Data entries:
++++++++++++++++++++

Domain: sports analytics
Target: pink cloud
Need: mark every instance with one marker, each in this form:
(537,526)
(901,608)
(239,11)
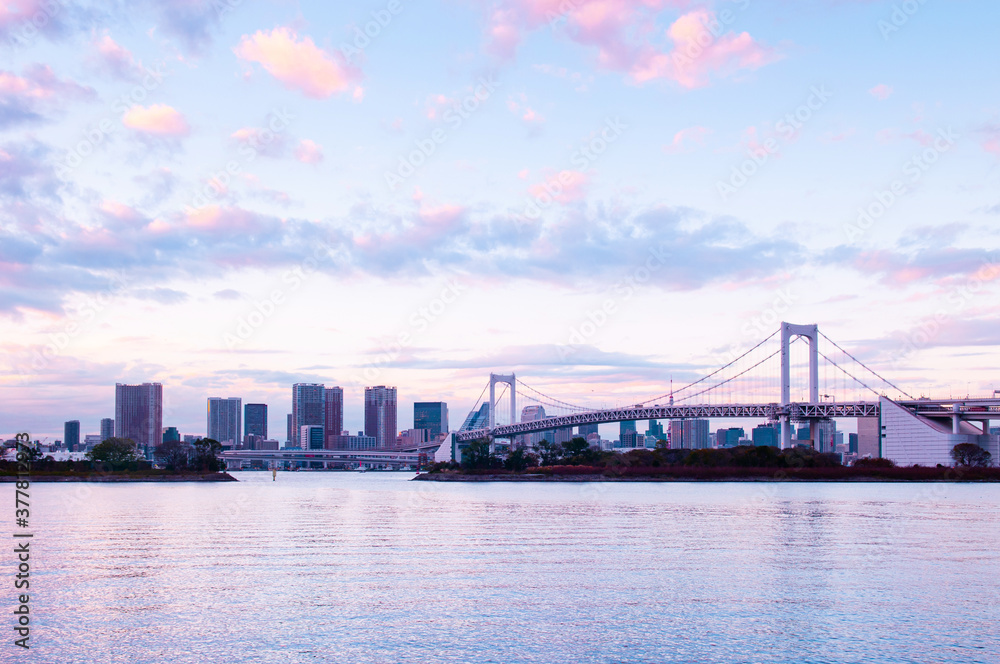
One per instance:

++++++++++++++++++++

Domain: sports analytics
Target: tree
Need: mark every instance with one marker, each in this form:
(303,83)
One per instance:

++++++++++++++++++++

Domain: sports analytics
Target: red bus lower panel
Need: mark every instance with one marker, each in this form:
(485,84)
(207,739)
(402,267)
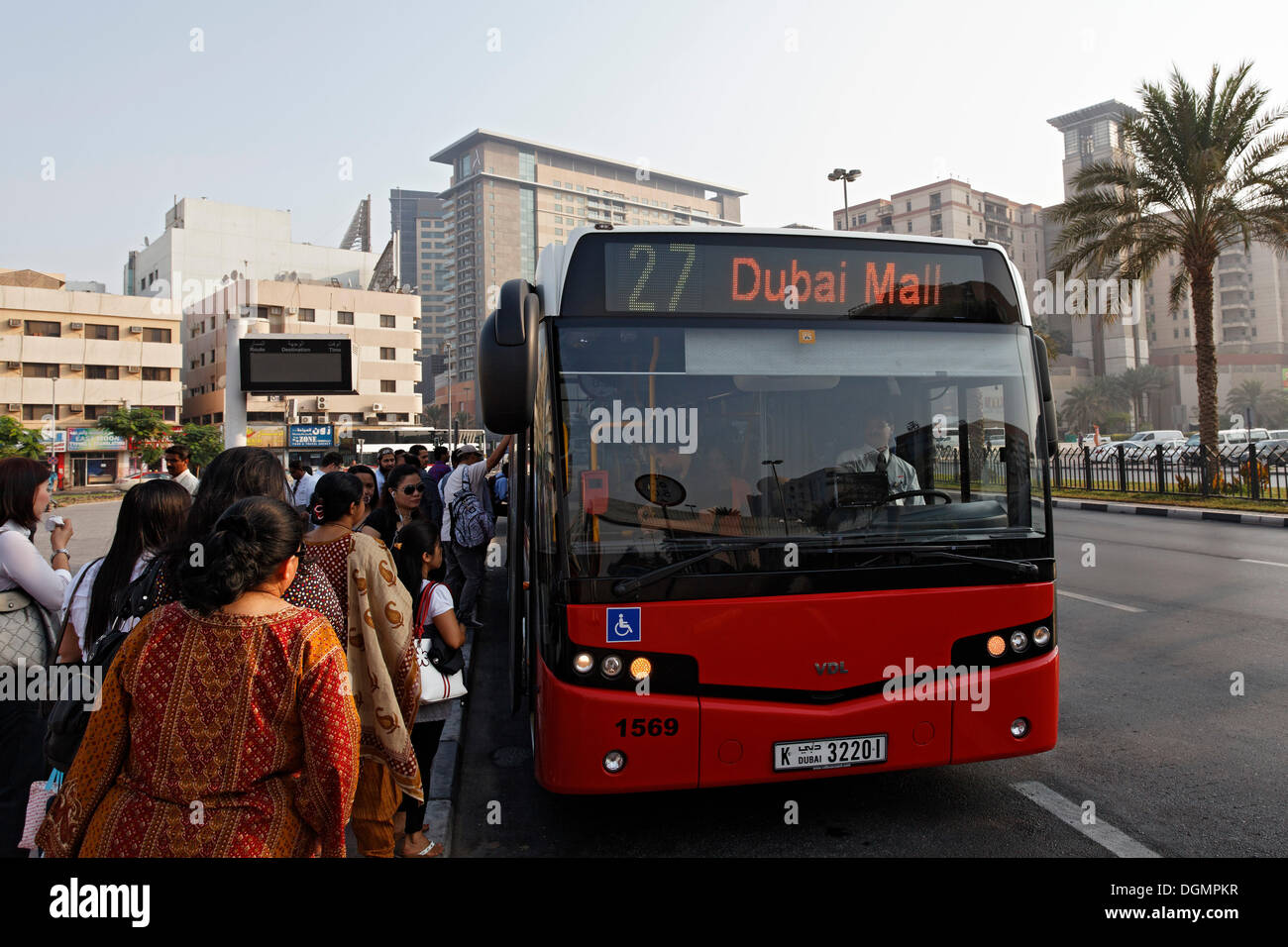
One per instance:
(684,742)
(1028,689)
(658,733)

++++++++++++++++++++

Requirement: Taking every line of the records above into account, tally those that contain "Target" and give only the total.

Solution for this problem: 3